======== DATA EXTRACTS ========
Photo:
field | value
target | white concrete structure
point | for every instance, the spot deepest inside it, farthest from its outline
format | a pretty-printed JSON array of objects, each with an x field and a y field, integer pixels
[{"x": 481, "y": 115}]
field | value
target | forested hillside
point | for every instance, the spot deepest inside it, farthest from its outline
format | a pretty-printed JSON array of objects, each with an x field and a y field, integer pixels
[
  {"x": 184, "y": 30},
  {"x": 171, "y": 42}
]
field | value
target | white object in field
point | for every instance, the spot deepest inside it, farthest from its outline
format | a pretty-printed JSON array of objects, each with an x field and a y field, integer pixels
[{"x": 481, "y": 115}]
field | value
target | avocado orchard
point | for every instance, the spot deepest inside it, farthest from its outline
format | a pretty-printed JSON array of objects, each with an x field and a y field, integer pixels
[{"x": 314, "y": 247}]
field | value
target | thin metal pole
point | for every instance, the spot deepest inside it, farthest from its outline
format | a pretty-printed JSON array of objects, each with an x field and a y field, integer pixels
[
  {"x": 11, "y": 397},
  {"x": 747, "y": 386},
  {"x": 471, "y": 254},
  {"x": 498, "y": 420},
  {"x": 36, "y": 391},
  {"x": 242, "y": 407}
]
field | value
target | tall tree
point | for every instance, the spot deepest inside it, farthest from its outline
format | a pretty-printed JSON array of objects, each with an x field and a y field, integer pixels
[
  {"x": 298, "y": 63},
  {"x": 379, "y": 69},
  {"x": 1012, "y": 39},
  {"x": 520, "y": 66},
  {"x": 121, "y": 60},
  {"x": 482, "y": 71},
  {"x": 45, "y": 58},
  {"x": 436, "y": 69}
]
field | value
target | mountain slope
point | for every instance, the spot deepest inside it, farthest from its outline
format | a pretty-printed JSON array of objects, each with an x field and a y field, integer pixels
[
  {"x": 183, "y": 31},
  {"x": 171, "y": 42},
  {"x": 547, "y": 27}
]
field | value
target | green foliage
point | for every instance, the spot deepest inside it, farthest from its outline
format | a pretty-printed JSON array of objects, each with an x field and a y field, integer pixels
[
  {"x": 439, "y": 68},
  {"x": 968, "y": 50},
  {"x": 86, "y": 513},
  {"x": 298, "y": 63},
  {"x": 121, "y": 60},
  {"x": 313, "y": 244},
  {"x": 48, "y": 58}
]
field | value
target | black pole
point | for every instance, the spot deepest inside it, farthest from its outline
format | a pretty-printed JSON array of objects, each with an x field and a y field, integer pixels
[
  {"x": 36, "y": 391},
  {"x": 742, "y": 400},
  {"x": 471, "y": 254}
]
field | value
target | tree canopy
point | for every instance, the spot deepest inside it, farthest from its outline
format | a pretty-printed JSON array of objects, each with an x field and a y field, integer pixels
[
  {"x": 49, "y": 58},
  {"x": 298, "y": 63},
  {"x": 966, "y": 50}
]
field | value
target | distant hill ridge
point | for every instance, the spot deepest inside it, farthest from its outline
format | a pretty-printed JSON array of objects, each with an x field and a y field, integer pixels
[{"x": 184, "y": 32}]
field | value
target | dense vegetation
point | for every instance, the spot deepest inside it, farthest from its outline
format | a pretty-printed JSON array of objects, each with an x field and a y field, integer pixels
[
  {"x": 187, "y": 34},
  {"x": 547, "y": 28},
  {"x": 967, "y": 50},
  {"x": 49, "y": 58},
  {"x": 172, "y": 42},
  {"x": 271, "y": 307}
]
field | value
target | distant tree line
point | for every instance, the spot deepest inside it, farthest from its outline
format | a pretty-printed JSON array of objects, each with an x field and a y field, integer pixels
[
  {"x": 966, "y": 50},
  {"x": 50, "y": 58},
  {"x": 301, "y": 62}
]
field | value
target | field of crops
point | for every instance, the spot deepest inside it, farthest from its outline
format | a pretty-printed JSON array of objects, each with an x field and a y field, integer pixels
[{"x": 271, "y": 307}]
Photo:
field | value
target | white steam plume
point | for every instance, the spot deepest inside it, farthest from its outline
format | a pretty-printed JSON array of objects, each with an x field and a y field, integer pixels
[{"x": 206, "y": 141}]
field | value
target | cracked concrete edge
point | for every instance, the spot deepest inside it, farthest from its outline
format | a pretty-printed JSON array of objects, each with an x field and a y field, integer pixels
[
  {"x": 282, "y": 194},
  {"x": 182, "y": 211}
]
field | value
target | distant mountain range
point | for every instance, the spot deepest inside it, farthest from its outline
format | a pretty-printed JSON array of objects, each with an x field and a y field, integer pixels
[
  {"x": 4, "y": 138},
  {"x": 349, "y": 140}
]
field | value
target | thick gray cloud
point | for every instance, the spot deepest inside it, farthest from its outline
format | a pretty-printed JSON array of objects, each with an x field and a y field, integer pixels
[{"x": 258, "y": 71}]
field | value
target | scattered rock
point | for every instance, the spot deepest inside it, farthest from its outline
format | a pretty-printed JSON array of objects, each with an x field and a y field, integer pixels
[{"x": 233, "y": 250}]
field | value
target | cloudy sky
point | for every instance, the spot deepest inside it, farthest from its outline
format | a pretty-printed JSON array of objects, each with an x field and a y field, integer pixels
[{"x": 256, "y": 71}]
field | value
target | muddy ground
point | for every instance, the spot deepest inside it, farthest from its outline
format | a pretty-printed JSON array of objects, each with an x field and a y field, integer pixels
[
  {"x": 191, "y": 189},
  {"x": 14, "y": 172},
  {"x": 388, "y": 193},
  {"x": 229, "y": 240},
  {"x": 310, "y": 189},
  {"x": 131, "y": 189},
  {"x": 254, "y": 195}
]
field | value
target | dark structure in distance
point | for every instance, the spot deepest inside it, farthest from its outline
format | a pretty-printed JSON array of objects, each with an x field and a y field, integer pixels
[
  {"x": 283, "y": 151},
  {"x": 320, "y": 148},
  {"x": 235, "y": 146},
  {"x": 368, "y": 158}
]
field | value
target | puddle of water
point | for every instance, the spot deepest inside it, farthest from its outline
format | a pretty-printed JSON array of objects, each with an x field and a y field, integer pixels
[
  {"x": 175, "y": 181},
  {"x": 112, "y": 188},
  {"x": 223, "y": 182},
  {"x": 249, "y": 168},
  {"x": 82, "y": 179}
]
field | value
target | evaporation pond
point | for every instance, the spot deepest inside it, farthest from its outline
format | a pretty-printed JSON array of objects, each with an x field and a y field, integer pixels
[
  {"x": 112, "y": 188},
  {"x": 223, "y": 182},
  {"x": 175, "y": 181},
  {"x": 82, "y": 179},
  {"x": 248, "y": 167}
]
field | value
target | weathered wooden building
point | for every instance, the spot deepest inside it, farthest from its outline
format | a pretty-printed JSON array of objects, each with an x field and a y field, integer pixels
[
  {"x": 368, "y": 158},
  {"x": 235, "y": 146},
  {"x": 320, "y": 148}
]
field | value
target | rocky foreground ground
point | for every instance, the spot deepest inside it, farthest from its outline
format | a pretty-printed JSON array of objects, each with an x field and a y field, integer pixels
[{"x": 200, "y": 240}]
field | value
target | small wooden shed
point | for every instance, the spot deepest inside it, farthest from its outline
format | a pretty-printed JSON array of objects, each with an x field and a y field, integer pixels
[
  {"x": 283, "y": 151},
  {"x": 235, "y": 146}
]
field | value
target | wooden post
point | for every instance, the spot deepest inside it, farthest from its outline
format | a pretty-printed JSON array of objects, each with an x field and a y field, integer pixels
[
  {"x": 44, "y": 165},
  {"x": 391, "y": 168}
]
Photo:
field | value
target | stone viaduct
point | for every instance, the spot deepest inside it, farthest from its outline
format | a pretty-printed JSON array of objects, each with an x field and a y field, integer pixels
========
● AIM OF THE TASK: Filter the entries down to the lines with the word "tree" in them.

● ANSWER TO THE EXERCISE:
target | tall tree
target | tree canopy
target | distant tree line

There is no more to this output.